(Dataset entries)
= = =
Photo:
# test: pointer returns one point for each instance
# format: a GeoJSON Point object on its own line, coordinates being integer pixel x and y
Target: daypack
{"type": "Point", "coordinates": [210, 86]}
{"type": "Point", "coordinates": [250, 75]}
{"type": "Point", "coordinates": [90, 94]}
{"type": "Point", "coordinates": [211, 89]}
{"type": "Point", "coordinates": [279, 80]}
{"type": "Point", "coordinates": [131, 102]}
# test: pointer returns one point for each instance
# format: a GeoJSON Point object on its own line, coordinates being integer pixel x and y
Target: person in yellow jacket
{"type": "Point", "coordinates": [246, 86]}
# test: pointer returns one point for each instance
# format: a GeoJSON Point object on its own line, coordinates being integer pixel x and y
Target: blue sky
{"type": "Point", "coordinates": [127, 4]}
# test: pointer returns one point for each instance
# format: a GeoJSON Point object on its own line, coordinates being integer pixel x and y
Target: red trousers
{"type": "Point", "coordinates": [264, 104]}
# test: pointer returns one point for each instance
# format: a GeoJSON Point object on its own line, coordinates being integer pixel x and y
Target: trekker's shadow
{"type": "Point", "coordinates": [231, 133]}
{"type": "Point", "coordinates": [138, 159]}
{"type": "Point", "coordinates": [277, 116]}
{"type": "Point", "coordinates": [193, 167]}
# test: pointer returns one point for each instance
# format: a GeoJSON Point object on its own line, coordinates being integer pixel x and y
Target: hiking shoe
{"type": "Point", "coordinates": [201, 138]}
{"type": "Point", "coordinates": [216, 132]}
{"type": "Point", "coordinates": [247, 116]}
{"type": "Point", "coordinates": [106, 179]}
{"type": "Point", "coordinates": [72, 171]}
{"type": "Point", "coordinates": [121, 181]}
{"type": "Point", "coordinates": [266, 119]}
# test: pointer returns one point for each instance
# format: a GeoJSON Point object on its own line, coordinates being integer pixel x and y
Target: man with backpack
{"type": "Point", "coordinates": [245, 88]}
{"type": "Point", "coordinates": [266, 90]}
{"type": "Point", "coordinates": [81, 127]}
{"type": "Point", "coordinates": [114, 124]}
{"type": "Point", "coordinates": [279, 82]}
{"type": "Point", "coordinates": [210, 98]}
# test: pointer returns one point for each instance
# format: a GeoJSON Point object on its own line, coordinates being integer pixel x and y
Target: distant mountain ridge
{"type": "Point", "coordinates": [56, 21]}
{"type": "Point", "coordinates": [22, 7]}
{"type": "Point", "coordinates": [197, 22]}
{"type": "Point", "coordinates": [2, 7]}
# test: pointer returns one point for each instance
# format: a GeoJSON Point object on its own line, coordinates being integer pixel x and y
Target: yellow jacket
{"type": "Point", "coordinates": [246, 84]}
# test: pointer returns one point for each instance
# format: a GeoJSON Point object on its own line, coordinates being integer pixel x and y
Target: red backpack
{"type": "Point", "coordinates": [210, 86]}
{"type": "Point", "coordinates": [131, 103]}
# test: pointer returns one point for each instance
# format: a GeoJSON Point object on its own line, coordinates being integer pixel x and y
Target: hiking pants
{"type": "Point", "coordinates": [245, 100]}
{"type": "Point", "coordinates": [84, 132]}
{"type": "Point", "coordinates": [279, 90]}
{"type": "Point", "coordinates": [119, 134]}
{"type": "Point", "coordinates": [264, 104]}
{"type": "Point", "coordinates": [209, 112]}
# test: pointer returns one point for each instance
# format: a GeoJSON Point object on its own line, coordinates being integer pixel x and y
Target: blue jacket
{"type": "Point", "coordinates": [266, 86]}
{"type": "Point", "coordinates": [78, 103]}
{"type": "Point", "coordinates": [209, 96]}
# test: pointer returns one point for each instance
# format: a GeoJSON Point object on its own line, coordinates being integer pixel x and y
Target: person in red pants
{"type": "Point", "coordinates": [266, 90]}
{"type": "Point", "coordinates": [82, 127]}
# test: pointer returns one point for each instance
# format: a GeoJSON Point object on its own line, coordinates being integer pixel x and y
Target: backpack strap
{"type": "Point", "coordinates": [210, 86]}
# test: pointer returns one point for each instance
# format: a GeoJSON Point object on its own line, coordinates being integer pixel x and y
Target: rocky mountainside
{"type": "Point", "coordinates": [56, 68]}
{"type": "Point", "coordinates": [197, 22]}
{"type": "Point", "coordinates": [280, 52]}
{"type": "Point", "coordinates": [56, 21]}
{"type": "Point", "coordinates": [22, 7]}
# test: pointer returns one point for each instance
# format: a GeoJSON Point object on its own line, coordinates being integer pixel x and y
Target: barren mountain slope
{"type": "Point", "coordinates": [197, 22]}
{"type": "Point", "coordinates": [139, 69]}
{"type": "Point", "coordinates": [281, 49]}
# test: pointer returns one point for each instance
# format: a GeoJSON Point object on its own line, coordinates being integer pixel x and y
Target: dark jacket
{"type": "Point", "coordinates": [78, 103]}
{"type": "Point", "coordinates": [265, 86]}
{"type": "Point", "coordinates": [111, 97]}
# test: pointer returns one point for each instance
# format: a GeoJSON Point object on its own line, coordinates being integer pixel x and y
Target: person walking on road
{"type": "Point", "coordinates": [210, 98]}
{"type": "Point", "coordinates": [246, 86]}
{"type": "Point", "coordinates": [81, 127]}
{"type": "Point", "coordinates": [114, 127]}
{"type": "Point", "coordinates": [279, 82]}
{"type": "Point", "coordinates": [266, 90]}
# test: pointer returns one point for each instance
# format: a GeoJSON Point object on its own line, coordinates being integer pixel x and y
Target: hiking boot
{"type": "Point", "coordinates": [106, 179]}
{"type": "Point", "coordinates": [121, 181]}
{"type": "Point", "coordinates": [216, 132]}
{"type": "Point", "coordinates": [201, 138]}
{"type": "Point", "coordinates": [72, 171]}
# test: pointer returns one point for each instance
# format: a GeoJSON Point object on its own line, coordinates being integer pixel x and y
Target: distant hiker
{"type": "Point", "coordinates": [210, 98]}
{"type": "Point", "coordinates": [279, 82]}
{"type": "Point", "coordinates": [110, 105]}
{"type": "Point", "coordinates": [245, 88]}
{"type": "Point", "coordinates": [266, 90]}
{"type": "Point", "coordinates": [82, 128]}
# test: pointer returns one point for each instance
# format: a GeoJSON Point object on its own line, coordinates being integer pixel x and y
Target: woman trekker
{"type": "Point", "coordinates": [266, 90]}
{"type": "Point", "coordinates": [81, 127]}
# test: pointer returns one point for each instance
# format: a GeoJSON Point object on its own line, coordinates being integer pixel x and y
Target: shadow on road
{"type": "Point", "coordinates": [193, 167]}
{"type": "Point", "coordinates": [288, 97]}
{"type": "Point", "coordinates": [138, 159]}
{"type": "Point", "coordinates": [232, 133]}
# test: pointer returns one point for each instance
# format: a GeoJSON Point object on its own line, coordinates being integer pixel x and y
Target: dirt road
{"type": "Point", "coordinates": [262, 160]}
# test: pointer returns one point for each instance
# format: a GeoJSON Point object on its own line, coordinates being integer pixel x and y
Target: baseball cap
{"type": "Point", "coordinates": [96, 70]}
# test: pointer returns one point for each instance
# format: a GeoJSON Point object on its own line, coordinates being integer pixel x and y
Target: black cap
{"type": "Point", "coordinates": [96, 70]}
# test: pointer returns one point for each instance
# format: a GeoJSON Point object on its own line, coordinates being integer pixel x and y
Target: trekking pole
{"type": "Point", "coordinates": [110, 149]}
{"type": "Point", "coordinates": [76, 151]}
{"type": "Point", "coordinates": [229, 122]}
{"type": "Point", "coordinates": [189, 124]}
= = =
Please give all the lines above again, exactly as they read.

- Exercise solution:
Photo:
# test: pointer returns one point for each instance
# format: a GeoJSON Point object on its own line, coordinates being integer pixel x and y
Target: daypack
{"type": "Point", "coordinates": [210, 86]}
{"type": "Point", "coordinates": [250, 75]}
{"type": "Point", "coordinates": [90, 94]}
{"type": "Point", "coordinates": [211, 89]}
{"type": "Point", "coordinates": [279, 80]}
{"type": "Point", "coordinates": [131, 102]}
# test: pointer returns one point for each instance
# format: a GeoJSON Point object on its own line, coordinates being integer pixel x and y
Target: person in yellow jacket
{"type": "Point", "coordinates": [246, 86]}
# test: pointer returns one point for each instance
# format: a GeoJSON Point object on its own line, coordinates being integer pixel x and y
Target: blue sky
{"type": "Point", "coordinates": [127, 4]}
# test: pointer returns one point for each instance
# format: a GeoJSON Point object on its own line, coordinates being integer pixel x and y
Target: red trousers
{"type": "Point", "coordinates": [264, 104]}
# test: pointer returns one point for each instance
# format: a GeoJSON Point object on its own line, coordinates being integer pixel x and y
Target: trekker's shadow
{"type": "Point", "coordinates": [231, 133]}
{"type": "Point", "coordinates": [138, 159]}
{"type": "Point", "coordinates": [277, 116]}
{"type": "Point", "coordinates": [193, 167]}
# test: pointer returns one point for each instance
# format: a GeoJSON Point object on its own line, coordinates being integer pixel x and y
Target: hiking shoe
{"type": "Point", "coordinates": [201, 138]}
{"type": "Point", "coordinates": [216, 132]}
{"type": "Point", "coordinates": [247, 116]}
{"type": "Point", "coordinates": [106, 179]}
{"type": "Point", "coordinates": [72, 171]}
{"type": "Point", "coordinates": [121, 181]}
{"type": "Point", "coordinates": [266, 119]}
# test: pointer returns one point for each instance
# format: a GeoJSON Point object on its own line, coordinates being integer pixel x and y
Target: man with backpack
{"type": "Point", "coordinates": [245, 88]}
{"type": "Point", "coordinates": [266, 90]}
{"type": "Point", "coordinates": [81, 127]}
{"type": "Point", "coordinates": [114, 124]}
{"type": "Point", "coordinates": [279, 82]}
{"type": "Point", "coordinates": [210, 98]}
# test: pointer returns one point for each instance
# format: a GeoJSON Point object on its own line, coordinates being integer pixel x and y
Target: distant mountain ridge
{"type": "Point", "coordinates": [56, 21]}
{"type": "Point", "coordinates": [22, 7]}
{"type": "Point", "coordinates": [197, 22]}
{"type": "Point", "coordinates": [2, 7]}
# test: pointer returns one point for each instance
# format: a GeoJSON Point object on its own line, coordinates being integer pixel x and y
Target: yellow jacket
{"type": "Point", "coordinates": [246, 84]}
# test: pointer returns one point for each instance
# format: a GeoJSON Point object on its own line, coordinates being integer pixel x and y
Target: red backpack
{"type": "Point", "coordinates": [210, 86]}
{"type": "Point", "coordinates": [131, 103]}
# test: pointer returns one point for each instance
# format: a GeoJSON Point object on its own line, coordinates being integer pixel x and y
Target: hiking pants
{"type": "Point", "coordinates": [245, 100]}
{"type": "Point", "coordinates": [84, 132]}
{"type": "Point", "coordinates": [279, 90]}
{"type": "Point", "coordinates": [119, 134]}
{"type": "Point", "coordinates": [264, 104]}
{"type": "Point", "coordinates": [209, 112]}
# test: pointer returns one point for each instance
# format: a GeoJSON Point object on its own line, coordinates being integer pixel x and y
Target: blue jacket
{"type": "Point", "coordinates": [266, 86]}
{"type": "Point", "coordinates": [78, 103]}
{"type": "Point", "coordinates": [209, 96]}
# test: pointer returns one point for each instance
# format: a GeoJSON Point object on its own line, coordinates being integer pixel x and y
Target: person in red pants
{"type": "Point", "coordinates": [266, 90]}
{"type": "Point", "coordinates": [82, 127]}
# test: pointer returns one point for each instance
# format: a GeoJSON Point object on its own line, coordinates being integer pixel x and y
Target: backpack strap
{"type": "Point", "coordinates": [210, 86]}
# test: pointer returns one point for each instance
# format: a GeoJSON Point object on its own line, coordinates being integer pixel x and y
Target: rocky mountainside
{"type": "Point", "coordinates": [56, 68]}
{"type": "Point", "coordinates": [197, 22]}
{"type": "Point", "coordinates": [280, 52]}
{"type": "Point", "coordinates": [56, 21]}
{"type": "Point", "coordinates": [22, 7]}
# test: pointer returns one point for each instance
# format: a GeoJSON Point object on its own line, coordinates being integer pixel x and y
Target: barren mountain slope
{"type": "Point", "coordinates": [197, 22]}
{"type": "Point", "coordinates": [139, 69]}
{"type": "Point", "coordinates": [281, 49]}
# test: pointer returns one point for each instance
# format: a GeoJSON Point object on its own line, coordinates being integer pixel x and y
Target: dark jacket
{"type": "Point", "coordinates": [78, 103]}
{"type": "Point", "coordinates": [265, 86]}
{"type": "Point", "coordinates": [111, 97]}
# test: pointer returns one point for each instance
# format: a GeoJSON Point object on its own line, coordinates being integer pixel x and y
Target: person walking on road
{"type": "Point", "coordinates": [210, 98]}
{"type": "Point", "coordinates": [246, 86]}
{"type": "Point", "coordinates": [81, 127]}
{"type": "Point", "coordinates": [114, 127]}
{"type": "Point", "coordinates": [279, 82]}
{"type": "Point", "coordinates": [266, 90]}
# test: pointer returns one point for each instance
# format: a GeoJSON Point object on its own line, coordinates being integer pixel x and y
Target: hiking boot
{"type": "Point", "coordinates": [106, 179]}
{"type": "Point", "coordinates": [121, 181]}
{"type": "Point", "coordinates": [216, 132]}
{"type": "Point", "coordinates": [201, 138]}
{"type": "Point", "coordinates": [72, 171]}
# test: pointer returns one point for each instance
# format: a GeoJSON Point object on its own line, coordinates being integer pixel x and y
Target: distant hiker
{"type": "Point", "coordinates": [210, 98]}
{"type": "Point", "coordinates": [279, 82]}
{"type": "Point", "coordinates": [110, 105]}
{"type": "Point", "coordinates": [245, 88]}
{"type": "Point", "coordinates": [266, 90]}
{"type": "Point", "coordinates": [82, 128]}
# test: pointer returns one point for each instance
# format: a GeoJSON Point object on its own line, coordinates being integer pixel x and y
Target: woman trekker
{"type": "Point", "coordinates": [266, 90]}
{"type": "Point", "coordinates": [81, 127]}
# test: pointer returns one point for each instance
# format: a GeoJSON Point object on its own line, coordinates being integer pixel x and y
Target: shadow on road
{"type": "Point", "coordinates": [193, 167]}
{"type": "Point", "coordinates": [288, 97]}
{"type": "Point", "coordinates": [138, 159]}
{"type": "Point", "coordinates": [232, 133]}
# test: pointer returns one point for each instance
# format: a GeoJSON Point object on its own line, coordinates being integer pixel x and y
Target: dirt road
{"type": "Point", "coordinates": [262, 160]}
# test: pointer returns one point for each instance
# format: a GeoJSON Point object on its own line, coordinates being integer pixel x and y
Target: baseball cap
{"type": "Point", "coordinates": [96, 70]}
# test: pointer returns one point for each instance
# format: a GeoJSON Point object on its own line, coordinates being integer pixel x and y
Target: black cap
{"type": "Point", "coordinates": [96, 70]}
# test: pointer returns one point for each instance
# format: a GeoJSON Point object on its own line, coordinates being integer pixel x and y
Target: trekking pole
{"type": "Point", "coordinates": [110, 149]}
{"type": "Point", "coordinates": [76, 151]}
{"type": "Point", "coordinates": [229, 122]}
{"type": "Point", "coordinates": [189, 124]}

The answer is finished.